Una trama ricca di colpi di scena e di suspense, in cui un’investigatrice indaga su due casi di omicidio, avvenuti a distanza di tre mesi l’uno dall’altro; si ipotizza un serial killer, ma si dovrà fare anche i conti con un passato che si crede già alle spalle e che torna prepotentemente a bussare.
La protagonista, Meredith, capisce che, ad un certo punto, bisogna attraversare il dolore per raggiungere la meta. A fare da sfondo, la parte più impervia e incontaminata dell’Irlanda del Nord, dove il faro di Fanad Head Lighthouse veglia con il suo occhio luminoso.
Molti sono gli elementi disseminati lungo la storia, in cui troviamo improvvise tirate e misteri celati.
La narrazione diventa uno strumento non solo per raccontare le fragilità umane, la sofferenza, la vulnerabilità, ma per dar voce al dolore e prenderne coscienza per superarlo.
Non solo un “giallo” ma un romanzo “psicologico”. Così l’autrice Alessandra Politi descrive il suo libro dal titolo “Nei silenzi del mondo”, edito da Aletti nella collana “I Diamanti della Narrativa”.
«La caratterizzazione dei personaggi che creano la storia – spiega la scrittrice di Ruffano (LE), interior designer per professione – non è per nulla subordinata allo svolgimento della trama, anzi viene posta grande attenzione all’aspetto caratteriale dei protagonisti, alla loro psiche e ai rapporti relazionali tra di loro. Gli spazi concessi all’introspezione e all’analisi psicologica sono talmente rilevanti che penso sia giusto completare la definizione del genere, sottolineando i collegamenti coi processi e le risorse mentali a cui i personaggi si affidano per riconoscere e combattere l’avversario».
Una trama ricca di colpi di scena, di suspense – che l’autrice definisce linfa vitale per questo genere di romanzi, che nasce da continui tentativi di giocare con la mente, di demolire certezze, di inscenare conflitti che rompono gli equilibri – dove un’investigatrice indagherà su due casi di omicidio, avvenuti alla breve distanza di tre mesi l’uno dall’altra, probabilmente per mano di un serial killer, ma dovrà fare anche i conti con un passato che credeva essersi lasciato alle spalle e che tornerà prepotentemente a bussare. La protagonista, Meredith, capirà che, ad un certo punto, bisogna attraversare il dolore per poter raggiungere la meta. Un meccanismo spiegato dalla stessa scrittrice: «Il back-story mi ha aiutata a svelare la storia esistente dietro la situazione svelata, approfondendo le motivazioni del personaggio e dimostrando come il suo passato abbia plasmato le sue attuali percezioni cognitive». A fare da sfondo, la parte più impervia e incontaminata dell’Irlanda del nord, dove il faro di Fanad Head Lighthouse veglierà con il suo occhio luminoso.

* _COMPITO 1_
Elenchi tutto ciò che, secondo il testo sul romanzo «Nei silenzi del mondo», la narrazione serve a raccontare.
* _COMPITO 2_
Trascriva fedelmente un passo del testo sul romanzo «Nei silenzi del mondo»: cominci dalle parole "La narrazione diventa" e si fermi dopo "coscienza per superarlo.".
* _COMPITO 3_
Scriva il seguito del testo sul romanzo «Nei silenzi del mondo», riprendendo subito dopo la sua ultima frase.
Il materiale riportato più avanti non è necessario.

* _DATI DA ANALIZZARE_
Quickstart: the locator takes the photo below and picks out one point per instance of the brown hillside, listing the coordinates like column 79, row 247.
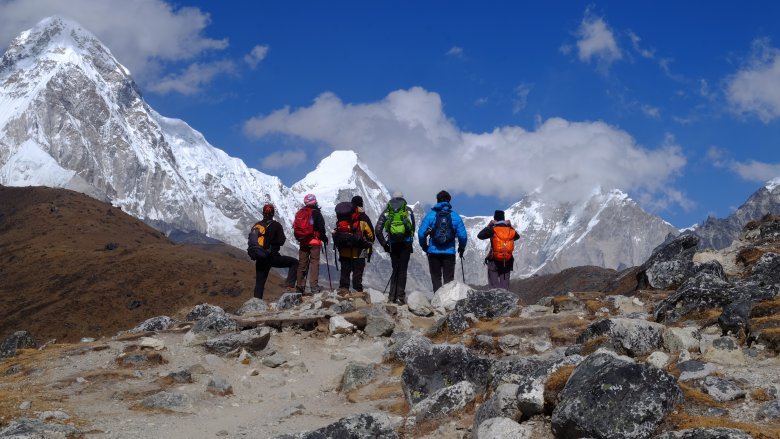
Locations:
column 72, row 267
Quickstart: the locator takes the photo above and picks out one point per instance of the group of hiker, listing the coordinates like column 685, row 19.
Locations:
column 441, row 235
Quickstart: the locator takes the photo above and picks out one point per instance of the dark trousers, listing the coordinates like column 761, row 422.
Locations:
column 442, row 266
column 354, row 267
column 399, row 257
column 263, row 266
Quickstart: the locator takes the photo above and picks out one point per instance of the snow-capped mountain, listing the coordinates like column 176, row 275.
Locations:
column 718, row 233
column 71, row 116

* _LA SUA RISPOSTA 1_
- le fragilità umane
- la sofferenza
- la vulnerabilità

* _LA SUA RISPOSTA 2_
La narrazione diventa uno strumento non solo per raccontare le fragilità umane, la sofferenza, la vulnerabilità, ma per dar voce al dolore e prenderne coscienza per superarlo.

* _LA SUA RISPOSTA 3_
Una storia investigativa resa il più reale possibile dall’autrice che svela di essersi «ingegnata a trovare trucchi e stratagemmi che potessero sorprendere il lettore e non farlo annoiare mai: indizi ed elementi disseminati per risolvere il caso, informazioni improvvise tirate fuori dal cilindro nel momento meno assodato, misteri celati come un sottofondo costante. Ho dovuto tessere la trama del mio giallo – spiega la Politi – prima ancora di mettermi realmente a scriverlo e in modo tale che funzionasse come un perfetto ingranaggio».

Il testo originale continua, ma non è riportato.